>>>
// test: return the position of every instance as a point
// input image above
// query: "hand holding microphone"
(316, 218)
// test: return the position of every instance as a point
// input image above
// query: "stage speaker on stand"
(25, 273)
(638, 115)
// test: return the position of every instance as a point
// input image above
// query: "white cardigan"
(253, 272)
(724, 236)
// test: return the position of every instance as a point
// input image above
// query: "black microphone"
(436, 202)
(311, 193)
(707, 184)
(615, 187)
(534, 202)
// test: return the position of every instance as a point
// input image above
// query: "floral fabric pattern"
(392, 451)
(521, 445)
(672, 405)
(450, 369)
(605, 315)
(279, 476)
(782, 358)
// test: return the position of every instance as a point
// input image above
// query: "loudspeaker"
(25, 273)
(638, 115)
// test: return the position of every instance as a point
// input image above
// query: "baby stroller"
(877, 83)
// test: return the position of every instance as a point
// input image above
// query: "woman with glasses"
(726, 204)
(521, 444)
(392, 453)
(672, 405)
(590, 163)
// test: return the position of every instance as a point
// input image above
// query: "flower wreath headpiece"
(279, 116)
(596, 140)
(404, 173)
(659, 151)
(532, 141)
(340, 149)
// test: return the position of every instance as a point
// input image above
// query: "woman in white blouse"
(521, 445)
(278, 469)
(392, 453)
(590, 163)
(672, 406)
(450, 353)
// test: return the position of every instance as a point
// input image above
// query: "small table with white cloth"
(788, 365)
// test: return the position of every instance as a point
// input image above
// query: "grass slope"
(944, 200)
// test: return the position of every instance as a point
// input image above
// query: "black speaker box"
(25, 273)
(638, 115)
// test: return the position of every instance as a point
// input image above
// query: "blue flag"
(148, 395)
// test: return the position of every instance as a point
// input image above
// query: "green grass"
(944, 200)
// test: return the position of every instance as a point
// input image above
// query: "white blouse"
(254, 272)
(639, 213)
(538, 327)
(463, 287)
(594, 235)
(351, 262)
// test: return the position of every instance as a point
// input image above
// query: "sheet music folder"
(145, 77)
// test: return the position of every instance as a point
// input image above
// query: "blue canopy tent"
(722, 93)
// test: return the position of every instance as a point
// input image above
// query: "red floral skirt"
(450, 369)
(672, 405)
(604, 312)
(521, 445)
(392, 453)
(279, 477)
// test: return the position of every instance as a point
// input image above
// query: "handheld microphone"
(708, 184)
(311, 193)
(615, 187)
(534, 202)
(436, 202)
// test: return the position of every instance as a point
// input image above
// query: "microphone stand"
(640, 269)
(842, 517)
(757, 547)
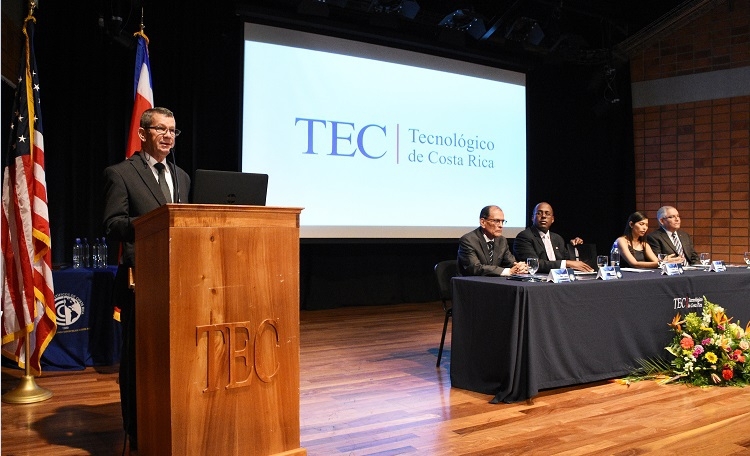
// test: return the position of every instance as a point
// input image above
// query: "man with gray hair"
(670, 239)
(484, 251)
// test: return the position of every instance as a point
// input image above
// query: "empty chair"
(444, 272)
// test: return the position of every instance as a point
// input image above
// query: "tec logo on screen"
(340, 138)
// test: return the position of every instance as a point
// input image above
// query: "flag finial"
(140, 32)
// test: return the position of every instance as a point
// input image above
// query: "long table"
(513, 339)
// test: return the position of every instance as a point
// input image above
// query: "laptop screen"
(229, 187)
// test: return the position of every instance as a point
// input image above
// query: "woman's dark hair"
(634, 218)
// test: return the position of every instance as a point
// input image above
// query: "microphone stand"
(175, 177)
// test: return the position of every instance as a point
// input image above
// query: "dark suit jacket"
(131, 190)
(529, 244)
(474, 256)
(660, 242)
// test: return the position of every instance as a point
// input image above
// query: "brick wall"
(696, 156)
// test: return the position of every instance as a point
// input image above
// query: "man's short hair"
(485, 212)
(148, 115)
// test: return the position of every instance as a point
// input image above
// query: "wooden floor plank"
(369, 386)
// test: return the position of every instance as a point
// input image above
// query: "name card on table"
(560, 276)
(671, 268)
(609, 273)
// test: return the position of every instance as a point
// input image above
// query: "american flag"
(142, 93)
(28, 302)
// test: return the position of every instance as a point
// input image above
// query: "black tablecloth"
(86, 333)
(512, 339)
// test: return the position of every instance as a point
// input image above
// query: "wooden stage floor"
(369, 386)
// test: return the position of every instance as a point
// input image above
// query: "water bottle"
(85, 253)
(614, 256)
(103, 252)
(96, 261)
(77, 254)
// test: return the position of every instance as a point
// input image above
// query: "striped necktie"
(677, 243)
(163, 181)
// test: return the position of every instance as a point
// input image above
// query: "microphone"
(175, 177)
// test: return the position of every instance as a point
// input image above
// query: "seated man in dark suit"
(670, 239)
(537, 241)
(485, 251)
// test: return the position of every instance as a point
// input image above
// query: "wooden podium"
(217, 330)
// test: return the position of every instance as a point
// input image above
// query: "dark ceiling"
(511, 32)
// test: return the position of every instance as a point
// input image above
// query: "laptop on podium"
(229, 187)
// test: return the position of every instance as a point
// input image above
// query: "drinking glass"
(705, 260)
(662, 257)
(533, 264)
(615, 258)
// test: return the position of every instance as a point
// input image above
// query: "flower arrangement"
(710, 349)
<<<
>>>
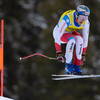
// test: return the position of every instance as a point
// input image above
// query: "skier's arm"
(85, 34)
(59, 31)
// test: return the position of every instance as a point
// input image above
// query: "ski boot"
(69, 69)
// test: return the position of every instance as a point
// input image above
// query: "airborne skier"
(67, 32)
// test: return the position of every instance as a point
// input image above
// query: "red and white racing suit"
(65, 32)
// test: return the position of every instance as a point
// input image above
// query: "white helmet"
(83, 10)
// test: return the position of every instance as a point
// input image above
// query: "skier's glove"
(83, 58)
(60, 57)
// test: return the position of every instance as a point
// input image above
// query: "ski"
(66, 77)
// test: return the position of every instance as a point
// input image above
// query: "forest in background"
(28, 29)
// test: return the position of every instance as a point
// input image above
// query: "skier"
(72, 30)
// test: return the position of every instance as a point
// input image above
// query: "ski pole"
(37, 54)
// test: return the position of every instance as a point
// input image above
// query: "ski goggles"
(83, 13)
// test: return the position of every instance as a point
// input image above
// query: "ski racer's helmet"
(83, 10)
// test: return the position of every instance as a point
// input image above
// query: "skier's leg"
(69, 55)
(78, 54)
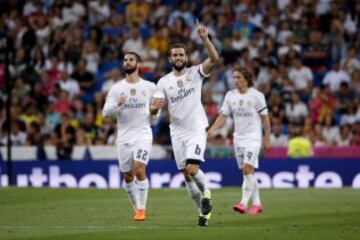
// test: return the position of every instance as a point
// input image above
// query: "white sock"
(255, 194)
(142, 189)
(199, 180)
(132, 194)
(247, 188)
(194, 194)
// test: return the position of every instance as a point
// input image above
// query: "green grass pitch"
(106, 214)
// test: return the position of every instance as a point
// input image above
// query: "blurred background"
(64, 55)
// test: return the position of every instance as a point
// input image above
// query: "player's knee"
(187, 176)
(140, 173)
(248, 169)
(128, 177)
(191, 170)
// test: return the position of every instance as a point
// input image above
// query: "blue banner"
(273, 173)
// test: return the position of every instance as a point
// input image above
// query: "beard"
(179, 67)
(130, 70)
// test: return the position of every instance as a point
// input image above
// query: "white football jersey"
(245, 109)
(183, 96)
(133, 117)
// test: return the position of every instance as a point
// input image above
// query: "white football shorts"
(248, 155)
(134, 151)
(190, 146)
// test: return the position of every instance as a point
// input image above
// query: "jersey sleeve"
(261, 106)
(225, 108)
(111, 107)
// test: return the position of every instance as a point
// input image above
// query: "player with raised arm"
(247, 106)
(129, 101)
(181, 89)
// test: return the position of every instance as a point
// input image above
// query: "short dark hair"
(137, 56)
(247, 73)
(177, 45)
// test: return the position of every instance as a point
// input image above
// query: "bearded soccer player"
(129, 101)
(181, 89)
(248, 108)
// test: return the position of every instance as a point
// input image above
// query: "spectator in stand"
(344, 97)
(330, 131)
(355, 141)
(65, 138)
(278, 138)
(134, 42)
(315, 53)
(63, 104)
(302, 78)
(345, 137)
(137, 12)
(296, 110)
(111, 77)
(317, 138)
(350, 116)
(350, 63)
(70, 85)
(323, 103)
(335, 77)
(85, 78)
<<<
EXERCISE DIRECTIONS
State how many lines in the rows above contain the word "microphone", with case counting, and reply with only that number.

PROBLEM SOLUTION
6